The problem:
Only the lines from the one with "Can you see the vw" onward are wanted, through the last line of the entries, set down exactly.

(Dataset excerpts)
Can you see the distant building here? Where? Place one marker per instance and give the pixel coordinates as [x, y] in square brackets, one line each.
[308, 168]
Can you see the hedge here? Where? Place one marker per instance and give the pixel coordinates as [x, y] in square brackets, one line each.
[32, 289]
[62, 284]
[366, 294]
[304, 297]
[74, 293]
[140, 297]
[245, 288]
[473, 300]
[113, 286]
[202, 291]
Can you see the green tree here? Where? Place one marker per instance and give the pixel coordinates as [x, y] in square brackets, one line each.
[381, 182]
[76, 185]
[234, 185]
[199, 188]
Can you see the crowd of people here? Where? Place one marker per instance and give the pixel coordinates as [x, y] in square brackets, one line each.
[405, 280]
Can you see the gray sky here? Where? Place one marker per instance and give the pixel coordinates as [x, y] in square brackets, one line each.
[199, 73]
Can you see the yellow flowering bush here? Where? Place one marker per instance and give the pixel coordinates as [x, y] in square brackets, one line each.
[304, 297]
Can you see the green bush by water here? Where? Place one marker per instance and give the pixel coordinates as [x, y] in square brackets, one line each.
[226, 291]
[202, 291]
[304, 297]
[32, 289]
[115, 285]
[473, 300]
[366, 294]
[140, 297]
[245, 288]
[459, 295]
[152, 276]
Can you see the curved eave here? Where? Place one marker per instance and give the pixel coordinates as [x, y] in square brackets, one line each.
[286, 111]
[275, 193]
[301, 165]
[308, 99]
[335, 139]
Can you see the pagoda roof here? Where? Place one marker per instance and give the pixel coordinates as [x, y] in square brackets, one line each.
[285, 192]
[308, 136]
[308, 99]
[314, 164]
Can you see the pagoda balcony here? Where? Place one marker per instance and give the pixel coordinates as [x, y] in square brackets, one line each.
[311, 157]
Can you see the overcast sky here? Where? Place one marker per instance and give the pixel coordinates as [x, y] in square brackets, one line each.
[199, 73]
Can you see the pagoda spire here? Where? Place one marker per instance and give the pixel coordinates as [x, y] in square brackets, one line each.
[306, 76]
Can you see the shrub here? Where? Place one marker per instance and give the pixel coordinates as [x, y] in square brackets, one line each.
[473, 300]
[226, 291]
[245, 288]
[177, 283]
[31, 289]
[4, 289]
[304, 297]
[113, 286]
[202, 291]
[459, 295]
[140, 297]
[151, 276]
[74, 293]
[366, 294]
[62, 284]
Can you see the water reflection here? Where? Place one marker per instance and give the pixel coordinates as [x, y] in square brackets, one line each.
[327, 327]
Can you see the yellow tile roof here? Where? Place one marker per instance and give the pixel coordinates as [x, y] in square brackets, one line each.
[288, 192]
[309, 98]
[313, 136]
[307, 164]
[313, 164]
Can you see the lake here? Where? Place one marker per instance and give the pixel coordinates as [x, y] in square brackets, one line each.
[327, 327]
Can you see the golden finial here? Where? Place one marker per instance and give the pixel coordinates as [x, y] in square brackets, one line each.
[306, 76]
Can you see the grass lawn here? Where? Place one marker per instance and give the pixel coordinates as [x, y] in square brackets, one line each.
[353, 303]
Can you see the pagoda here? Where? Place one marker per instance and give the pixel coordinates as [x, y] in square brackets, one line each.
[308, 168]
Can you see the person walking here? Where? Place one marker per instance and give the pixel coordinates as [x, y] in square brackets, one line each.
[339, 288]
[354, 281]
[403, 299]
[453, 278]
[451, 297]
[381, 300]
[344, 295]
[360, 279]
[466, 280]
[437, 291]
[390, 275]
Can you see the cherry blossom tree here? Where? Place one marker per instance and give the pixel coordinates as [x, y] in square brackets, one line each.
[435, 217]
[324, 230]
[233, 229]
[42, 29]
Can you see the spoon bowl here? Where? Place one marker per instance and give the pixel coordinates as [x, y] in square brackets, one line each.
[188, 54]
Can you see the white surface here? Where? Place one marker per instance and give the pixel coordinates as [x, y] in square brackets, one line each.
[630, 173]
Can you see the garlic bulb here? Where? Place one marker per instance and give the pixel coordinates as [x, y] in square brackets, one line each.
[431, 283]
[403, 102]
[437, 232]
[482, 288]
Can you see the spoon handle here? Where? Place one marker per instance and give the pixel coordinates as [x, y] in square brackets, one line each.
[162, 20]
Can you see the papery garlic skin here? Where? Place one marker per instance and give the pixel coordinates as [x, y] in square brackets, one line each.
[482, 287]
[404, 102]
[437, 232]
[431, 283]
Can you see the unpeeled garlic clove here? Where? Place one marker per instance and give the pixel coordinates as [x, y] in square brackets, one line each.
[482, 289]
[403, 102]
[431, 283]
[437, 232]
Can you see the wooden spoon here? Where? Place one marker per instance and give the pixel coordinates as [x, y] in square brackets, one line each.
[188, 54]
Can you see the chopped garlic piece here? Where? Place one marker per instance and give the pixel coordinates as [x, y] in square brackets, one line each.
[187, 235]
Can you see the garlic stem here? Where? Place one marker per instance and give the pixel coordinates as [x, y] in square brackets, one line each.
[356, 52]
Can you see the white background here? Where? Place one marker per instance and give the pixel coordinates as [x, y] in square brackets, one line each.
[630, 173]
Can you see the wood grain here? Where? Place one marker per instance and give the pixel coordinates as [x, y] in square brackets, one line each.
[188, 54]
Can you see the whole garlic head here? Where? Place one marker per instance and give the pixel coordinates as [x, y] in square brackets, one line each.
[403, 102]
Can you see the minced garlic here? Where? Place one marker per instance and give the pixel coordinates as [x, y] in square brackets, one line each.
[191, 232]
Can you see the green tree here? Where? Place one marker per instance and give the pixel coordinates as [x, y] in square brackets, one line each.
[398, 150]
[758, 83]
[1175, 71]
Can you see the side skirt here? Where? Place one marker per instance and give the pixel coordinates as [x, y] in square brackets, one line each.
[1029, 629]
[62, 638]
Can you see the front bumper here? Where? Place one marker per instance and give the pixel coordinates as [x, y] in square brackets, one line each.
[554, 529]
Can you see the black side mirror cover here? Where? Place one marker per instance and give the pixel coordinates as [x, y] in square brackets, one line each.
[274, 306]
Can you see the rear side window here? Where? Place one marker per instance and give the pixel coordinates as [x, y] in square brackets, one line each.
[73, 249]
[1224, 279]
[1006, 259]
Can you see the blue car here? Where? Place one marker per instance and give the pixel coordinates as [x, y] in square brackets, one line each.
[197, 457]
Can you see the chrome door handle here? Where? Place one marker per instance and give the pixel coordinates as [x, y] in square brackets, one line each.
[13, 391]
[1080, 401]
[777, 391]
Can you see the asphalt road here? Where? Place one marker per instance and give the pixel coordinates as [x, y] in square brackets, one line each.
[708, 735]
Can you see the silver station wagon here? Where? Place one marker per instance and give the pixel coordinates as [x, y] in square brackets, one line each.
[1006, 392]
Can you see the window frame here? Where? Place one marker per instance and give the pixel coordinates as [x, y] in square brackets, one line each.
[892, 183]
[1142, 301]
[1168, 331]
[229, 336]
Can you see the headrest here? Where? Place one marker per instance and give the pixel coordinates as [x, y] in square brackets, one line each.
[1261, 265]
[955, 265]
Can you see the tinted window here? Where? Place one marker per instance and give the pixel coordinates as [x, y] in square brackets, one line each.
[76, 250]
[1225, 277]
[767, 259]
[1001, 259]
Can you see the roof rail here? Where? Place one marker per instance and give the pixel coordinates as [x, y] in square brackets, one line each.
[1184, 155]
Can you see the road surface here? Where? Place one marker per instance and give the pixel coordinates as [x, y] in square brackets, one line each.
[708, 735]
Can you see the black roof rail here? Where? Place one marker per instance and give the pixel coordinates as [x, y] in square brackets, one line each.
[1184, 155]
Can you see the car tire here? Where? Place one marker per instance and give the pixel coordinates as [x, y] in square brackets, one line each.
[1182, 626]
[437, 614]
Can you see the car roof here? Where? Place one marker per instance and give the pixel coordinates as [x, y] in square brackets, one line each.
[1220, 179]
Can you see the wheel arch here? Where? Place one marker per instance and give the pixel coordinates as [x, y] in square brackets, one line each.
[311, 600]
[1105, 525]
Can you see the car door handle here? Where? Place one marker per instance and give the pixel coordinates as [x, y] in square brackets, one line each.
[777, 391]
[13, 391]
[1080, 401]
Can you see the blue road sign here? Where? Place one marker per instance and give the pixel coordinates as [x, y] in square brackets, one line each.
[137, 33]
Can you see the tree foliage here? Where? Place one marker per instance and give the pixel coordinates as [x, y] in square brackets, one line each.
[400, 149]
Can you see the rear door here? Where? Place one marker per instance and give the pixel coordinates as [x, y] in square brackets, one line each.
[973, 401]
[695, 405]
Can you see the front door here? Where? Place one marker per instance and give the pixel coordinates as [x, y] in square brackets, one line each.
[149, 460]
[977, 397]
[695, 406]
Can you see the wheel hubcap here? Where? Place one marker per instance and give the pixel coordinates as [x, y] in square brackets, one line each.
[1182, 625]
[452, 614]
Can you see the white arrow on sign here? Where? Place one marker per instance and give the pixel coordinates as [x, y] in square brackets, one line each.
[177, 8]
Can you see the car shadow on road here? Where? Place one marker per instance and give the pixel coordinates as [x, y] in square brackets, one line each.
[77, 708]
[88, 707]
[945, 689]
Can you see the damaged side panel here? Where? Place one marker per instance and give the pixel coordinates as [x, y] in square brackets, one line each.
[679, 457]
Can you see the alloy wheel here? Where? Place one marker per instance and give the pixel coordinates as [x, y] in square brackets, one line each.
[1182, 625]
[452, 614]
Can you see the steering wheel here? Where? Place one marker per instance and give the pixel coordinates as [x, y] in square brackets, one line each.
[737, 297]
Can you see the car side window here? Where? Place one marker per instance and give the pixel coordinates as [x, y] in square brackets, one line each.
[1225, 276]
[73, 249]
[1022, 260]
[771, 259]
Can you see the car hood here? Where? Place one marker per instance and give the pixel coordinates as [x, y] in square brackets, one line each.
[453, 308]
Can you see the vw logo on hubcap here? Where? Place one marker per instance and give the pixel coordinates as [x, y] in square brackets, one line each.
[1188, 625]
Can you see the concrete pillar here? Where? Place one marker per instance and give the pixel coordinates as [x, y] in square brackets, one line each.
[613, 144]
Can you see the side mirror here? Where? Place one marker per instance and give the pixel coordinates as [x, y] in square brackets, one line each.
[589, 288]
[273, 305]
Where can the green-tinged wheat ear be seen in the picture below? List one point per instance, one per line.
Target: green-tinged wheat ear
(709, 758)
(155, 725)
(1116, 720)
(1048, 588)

Solution:
Can you see the vw logo on hubcap here? Where? Place one marker per instance and give the pixel coordinates as [x, y] in square brackets, one line each.
[1188, 625]
Can you see the concrete pillar here? Where? Place one marker per instance and give the pixel coordinates as [x, y] in square brackets, one line each.
[613, 144]
Can you see the side mirror here? Where? Place one marker per instance and give the pixel coordinates as [x, y] in square brackets, one line each.
[589, 288]
[273, 305]
Where can the green-tinged wheat ear be seen in the picture below? List one point per instance, one per line.
Target: green-tinged wheat ear
(709, 758)
(155, 725)
(1116, 720)
(1048, 588)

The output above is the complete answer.